[Direction]: Retype the lines below word for word, omitting the pictures from your answer.
-- start Records supplied --
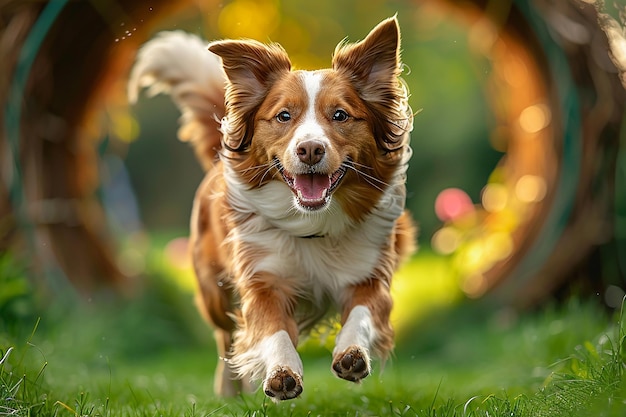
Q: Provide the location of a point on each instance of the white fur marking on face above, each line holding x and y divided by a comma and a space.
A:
310, 127
273, 351
357, 330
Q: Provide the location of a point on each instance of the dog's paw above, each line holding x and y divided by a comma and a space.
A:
353, 364
282, 384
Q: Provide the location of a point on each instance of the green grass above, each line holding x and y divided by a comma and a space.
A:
152, 356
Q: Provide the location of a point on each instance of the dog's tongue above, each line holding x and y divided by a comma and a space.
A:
312, 187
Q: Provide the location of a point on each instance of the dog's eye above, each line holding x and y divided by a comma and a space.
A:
340, 116
284, 116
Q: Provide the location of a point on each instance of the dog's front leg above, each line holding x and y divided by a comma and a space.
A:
365, 327
265, 345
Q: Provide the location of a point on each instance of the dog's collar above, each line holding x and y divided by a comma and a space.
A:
312, 236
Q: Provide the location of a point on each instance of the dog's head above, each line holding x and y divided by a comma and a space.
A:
-- end Records supplied --
[Correct output]:
Q: Provide the location of a point on each instance of the white fur marking on face above, each line holding x and y divided by a comma and a space.
A:
310, 127
273, 351
357, 330
Q: Provide the location of a point on each instance of the dog's paw above, each line holding x and y divided by a comma and a space.
A:
353, 364
282, 384
Q: Provide the location of a point on each instance of the green grass above, each line holding x and y divided by a comma and a space.
A:
152, 356
Q: Provide the location of a point on each instance of the dog's tongue above, each line holding x and y divided by a comma and a space.
A:
312, 187
Q: Provide the location of a point on each instance of the dog's eye above, each line holding x and y divided by a comma and a space.
A:
340, 116
284, 116
Q: Provide the location of a point on each instance of the dog's front leg above, each line holding x and y divided by a comma and a space.
A:
365, 327
265, 345
Q: Provide the location of a point on each instance of the dog's collar above, each line holding x and y divided by a comma and a space.
A:
312, 236
Q: Provide the location of a point on each instance of the dog's head above, each line holding x and y divided by a comma and a space.
A:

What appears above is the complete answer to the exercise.